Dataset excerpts
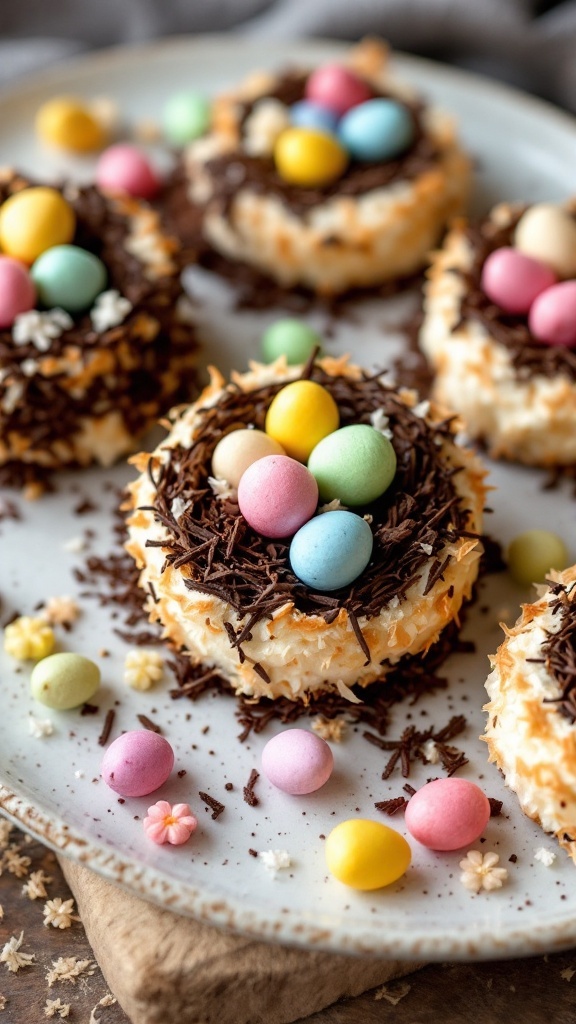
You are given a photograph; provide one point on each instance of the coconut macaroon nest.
(515, 391)
(531, 729)
(228, 596)
(81, 386)
(375, 220)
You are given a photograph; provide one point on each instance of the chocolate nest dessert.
(228, 596)
(82, 387)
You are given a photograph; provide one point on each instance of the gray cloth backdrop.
(528, 43)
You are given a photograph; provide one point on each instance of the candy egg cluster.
(536, 276)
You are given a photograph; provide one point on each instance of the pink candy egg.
(137, 763)
(337, 88)
(447, 814)
(124, 168)
(17, 293)
(277, 495)
(512, 281)
(297, 762)
(552, 316)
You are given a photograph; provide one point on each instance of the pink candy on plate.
(137, 763)
(447, 813)
(124, 168)
(297, 762)
(277, 495)
(512, 281)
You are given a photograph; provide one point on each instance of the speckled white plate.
(526, 151)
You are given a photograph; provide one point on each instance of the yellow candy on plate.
(309, 158)
(33, 220)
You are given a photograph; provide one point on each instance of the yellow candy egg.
(366, 854)
(299, 416)
(33, 220)
(67, 123)
(307, 158)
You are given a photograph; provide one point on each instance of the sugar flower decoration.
(165, 823)
(481, 871)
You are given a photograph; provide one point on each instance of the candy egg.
(297, 761)
(309, 158)
(532, 554)
(447, 813)
(124, 168)
(299, 416)
(65, 680)
(356, 464)
(277, 495)
(548, 233)
(137, 763)
(33, 220)
(337, 88)
(68, 276)
(366, 854)
(291, 338)
(552, 315)
(512, 280)
(239, 450)
(67, 123)
(331, 550)
(17, 294)
(378, 129)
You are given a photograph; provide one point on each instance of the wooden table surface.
(531, 991)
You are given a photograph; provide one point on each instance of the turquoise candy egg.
(331, 550)
(68, 276)
(356, 464)
(378, 129)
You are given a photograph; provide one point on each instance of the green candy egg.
(291, 338)
(64, 681)
(68, 276)
(532, 554)
(356, 464)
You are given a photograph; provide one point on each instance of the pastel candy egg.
(137, 763)
(547, 232)
(552, 315)
(277, 495)
(33, 220)
(366, 854)
(378, 129)
(65, 680)
(299, 416)
(512, 280)
(331, 550)
(447, 813)
(309, 158)
(124, 168)
(356, 464)
(297, 761)
(337, 88)
(17, 293)
(239, 450)
(291, 338)
(68, 276)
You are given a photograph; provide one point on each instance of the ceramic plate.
(525, 150)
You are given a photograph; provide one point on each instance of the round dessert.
(531, 728)
(94, 343)
(230, 597)
(333, 180)
(493, 332)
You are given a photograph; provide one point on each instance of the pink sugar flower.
(169, 824)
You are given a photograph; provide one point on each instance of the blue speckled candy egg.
(331, 550)
(378, 129)
(68, 276)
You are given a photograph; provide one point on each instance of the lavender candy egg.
(137, 763)
(297, 762)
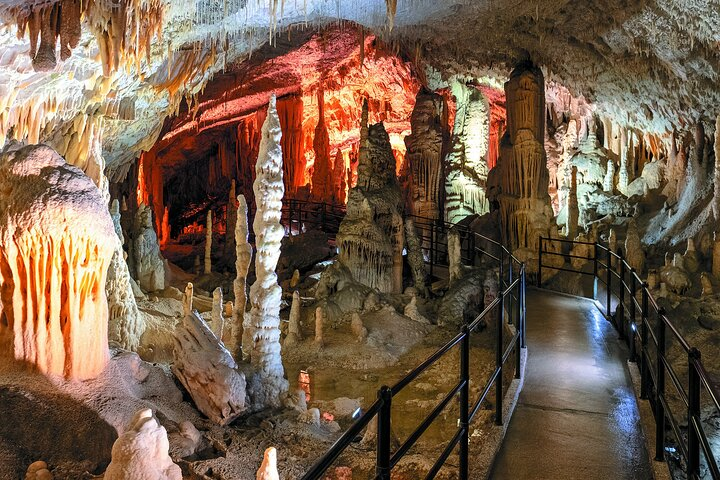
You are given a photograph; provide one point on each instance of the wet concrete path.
(576, 417)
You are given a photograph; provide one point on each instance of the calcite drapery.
(263, 328)
(467, 169)
(522, 174)
(371, 236)
(56, 242)
(424, 153)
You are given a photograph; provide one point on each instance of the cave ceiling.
(651, 64)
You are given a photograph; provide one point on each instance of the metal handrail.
(653, 382)
(512, 288)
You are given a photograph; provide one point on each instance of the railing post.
(465, 402)
(382, 464)
(660, 390)
(608, 286)
(693, 461)
(498, 358)
(633, 311)
(539, 280)
(620, 312)
(644, 368)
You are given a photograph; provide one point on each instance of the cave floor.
(576, 416)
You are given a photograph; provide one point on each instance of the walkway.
(576, 417)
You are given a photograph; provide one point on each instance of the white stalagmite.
(125, 324)
(142, 452)
(243, 256)
(716, 195)
(218, 322)
(56, 242)
(265, 294)
(208, 243)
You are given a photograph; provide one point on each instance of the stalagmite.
(424, 153)
(218, 322)
(454, 257)
(716, 193)
(319, 323)
(359, 330)
(187, 299)
(466, 164)
(56, 242)
(415, 257)
(125, 324)
(268, 469)
(142, 452)
(573, 210)
(243, 256)
(208, 243)
(521, 177)
(207, 371)
(634, 253)
(148, 263)
(265, 294)
(370, 237)
(294, 334)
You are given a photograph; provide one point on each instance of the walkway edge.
(660, 470)
(484, 458)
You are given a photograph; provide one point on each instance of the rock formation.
(467, 169)
(268, 468)
(370, 238)
(424, 153)
(521, 177)
(56, 243)
(125, 324)
(208, 244)
(141, 453)
(265, 294)
(148, 263)
(243, 256)
(208, 371)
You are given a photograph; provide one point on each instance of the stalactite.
(56, 242)
(265, 293)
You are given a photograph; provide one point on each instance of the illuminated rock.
(56, 243)
(148, 263)
(208, 371)
(371, 236)
(268, 468)
(467, 168)
(263, 329)
(141, 452)
(125, 324)
(243, 256)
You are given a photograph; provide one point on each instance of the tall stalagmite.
(56, 242)
(371, 235)
(522, 176)
(424, 153)
(243, 256)
(467, 169)
(268, 383)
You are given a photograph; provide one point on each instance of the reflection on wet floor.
(577, 416)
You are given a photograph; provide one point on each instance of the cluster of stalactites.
(123, 29)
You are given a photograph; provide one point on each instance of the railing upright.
(693, 461)
(465, 403)
(608, 285)
(644, 358)
(660, 389)
(382, 464)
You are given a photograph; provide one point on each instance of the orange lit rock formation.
(56, 242)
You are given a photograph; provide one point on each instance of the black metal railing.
(636, 307)
(509, 303)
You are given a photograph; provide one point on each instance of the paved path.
(576, 417)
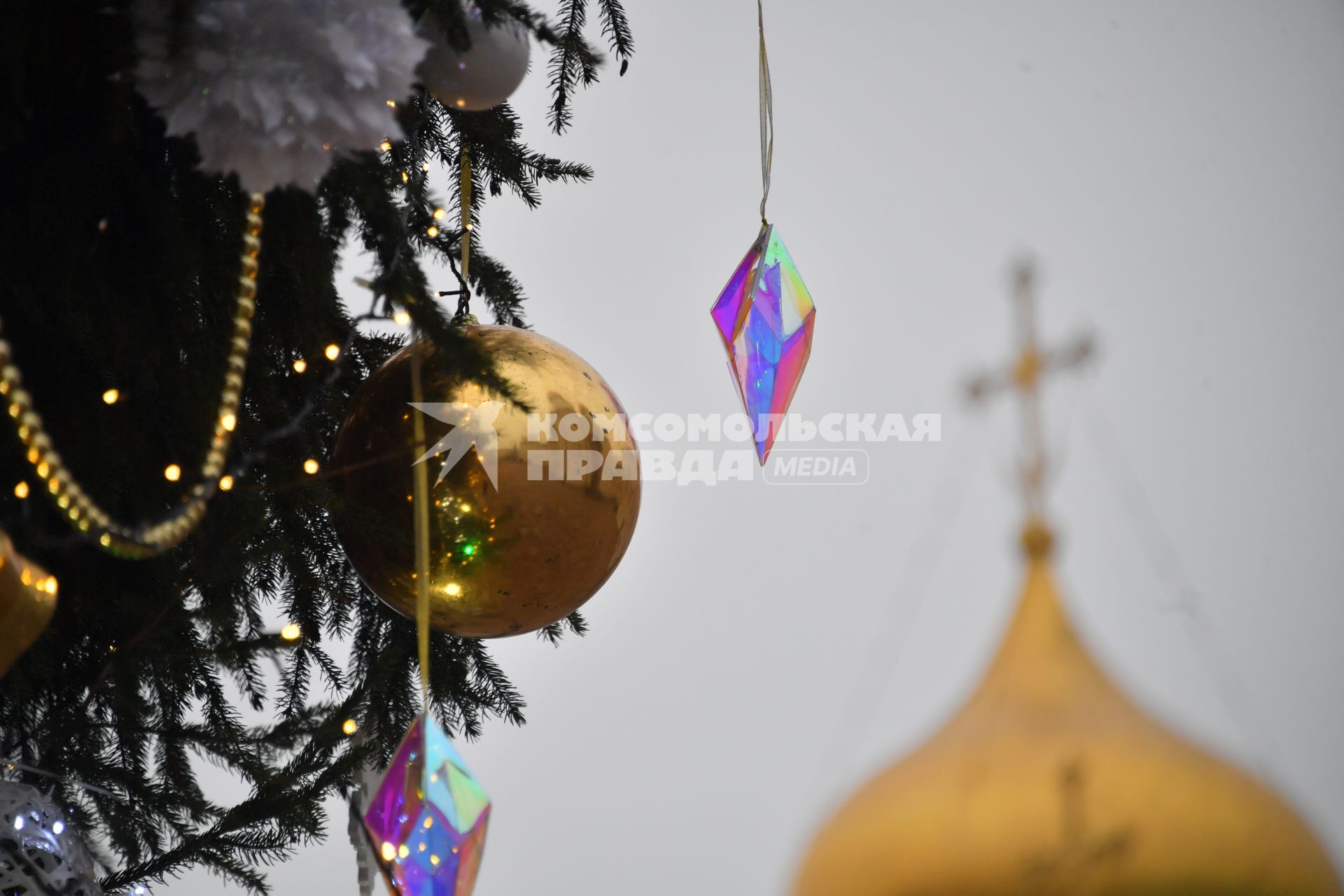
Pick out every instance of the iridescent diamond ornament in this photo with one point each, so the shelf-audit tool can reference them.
(765, 318)
(428, 817)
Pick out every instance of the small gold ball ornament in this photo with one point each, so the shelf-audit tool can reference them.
(530, 510)
(27, 601)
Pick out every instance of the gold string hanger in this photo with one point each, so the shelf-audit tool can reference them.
(1023, 377)
(420, 504)
(766, 115)
(83, 512)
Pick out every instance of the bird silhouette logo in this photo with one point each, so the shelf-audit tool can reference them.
(473, 426)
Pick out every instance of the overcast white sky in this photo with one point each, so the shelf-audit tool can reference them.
(1176, 168)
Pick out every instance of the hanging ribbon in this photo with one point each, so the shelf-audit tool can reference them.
(464, 191)
(766, 115)
(421, 470)
(421, 510)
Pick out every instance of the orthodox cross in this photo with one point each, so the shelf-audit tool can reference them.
(1081, 856)
(1023, 375)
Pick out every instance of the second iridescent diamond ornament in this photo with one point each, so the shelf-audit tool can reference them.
(765, 314)
(765, 318)
(426, 820)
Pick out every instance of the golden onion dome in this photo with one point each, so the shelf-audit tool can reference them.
(1050, 780)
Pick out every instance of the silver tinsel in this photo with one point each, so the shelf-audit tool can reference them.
(273, 88)
(41, 853)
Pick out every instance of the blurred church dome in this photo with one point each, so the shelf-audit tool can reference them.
(1050, 780)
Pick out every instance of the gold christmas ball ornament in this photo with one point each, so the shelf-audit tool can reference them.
(533, 504)
(27, 601)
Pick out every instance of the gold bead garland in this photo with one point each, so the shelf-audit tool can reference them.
(147, 539)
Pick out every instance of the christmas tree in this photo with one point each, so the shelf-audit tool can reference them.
(120, 308)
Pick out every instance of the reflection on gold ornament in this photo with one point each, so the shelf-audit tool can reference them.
(505, 556)
(27, 601)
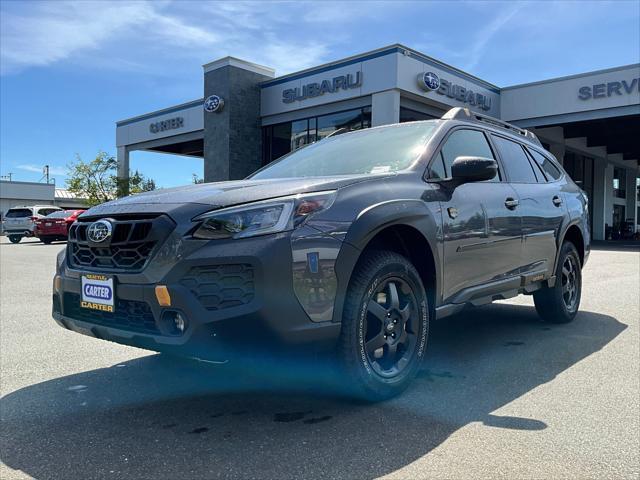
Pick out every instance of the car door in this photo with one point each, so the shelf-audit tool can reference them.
(481, 230)
(541, 208)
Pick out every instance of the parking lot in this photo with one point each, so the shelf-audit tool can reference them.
(501, 395)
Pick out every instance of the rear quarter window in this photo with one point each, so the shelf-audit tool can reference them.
(515, 161)
(47, 211)
(18, 213)
(551, 171)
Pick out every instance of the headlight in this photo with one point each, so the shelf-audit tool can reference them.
(60, 258)
(261, 218)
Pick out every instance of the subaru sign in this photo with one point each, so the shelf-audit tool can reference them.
(430, 82)
(316, 89)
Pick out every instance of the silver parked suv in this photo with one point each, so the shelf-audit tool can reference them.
(21, 221)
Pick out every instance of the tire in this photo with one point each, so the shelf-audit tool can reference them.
(384, 335)
(560, 303)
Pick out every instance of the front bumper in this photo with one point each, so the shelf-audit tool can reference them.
(53, 231)
(232, 293)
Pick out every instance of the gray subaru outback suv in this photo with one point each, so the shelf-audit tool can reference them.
(353, 244)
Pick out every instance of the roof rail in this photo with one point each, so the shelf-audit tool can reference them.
(459, 113)
(340, 131)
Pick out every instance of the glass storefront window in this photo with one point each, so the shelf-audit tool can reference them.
(282, 138)
(408, 115)
(619, 183)
(299, 134)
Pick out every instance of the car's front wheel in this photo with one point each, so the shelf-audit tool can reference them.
(385, 325)
(559, 304)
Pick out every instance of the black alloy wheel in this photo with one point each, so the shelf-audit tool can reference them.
(560, 303)
(392, 327)
(385, 325)
(570, 283)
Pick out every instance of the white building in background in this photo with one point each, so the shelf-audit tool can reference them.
(248, 117)
(13, 194)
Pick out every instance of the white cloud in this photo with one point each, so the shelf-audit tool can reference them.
(53, 170)
(54, 31)
(145, 36)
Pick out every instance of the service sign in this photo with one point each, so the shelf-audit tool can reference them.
(97, 292)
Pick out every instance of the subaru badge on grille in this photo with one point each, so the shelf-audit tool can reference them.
(99, 231)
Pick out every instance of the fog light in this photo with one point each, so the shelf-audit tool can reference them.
(162, 295)
(173, 323)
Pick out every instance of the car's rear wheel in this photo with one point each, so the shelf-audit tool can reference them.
(560, 303)
(384, 327)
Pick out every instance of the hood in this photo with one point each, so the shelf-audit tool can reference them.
(208, 196)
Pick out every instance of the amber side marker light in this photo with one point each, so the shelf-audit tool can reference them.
(162, 295)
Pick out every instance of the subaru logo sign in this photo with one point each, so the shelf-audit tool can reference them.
(99, 231)
(213, 103)
(429, 81)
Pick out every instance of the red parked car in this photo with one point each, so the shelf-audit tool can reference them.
(55, 226)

Task brief:
Once the line that contains "Pick out every instance of the car's rear" is found, please give it again exactly, along with each line that comes after it, through the last line of the entries.

Solved exercise:
Pick out every instance of the car's rear wheel in this photo with one point each, so the shelf-audit tool can reference them.
(560, 303)
(384, 327)
Pick out every instance of the hood in this photo with one point each, so the shelf-audit tool can reference them.
(208, 196)
Pick out every instance of the amber side marker light in this photo with one point each, so the shelf-audit tool can reference them.
(162, 295)
Pick out every instance of the subaru logo sign in this photo with one point each, so the shelf-audit tool can reference them.
(99, 231)
(213, 103)
(429, 81)
Pick out every instance of the red parked car in this photo with one point each, so the shelf-audit tool can reference them.
(55, 226)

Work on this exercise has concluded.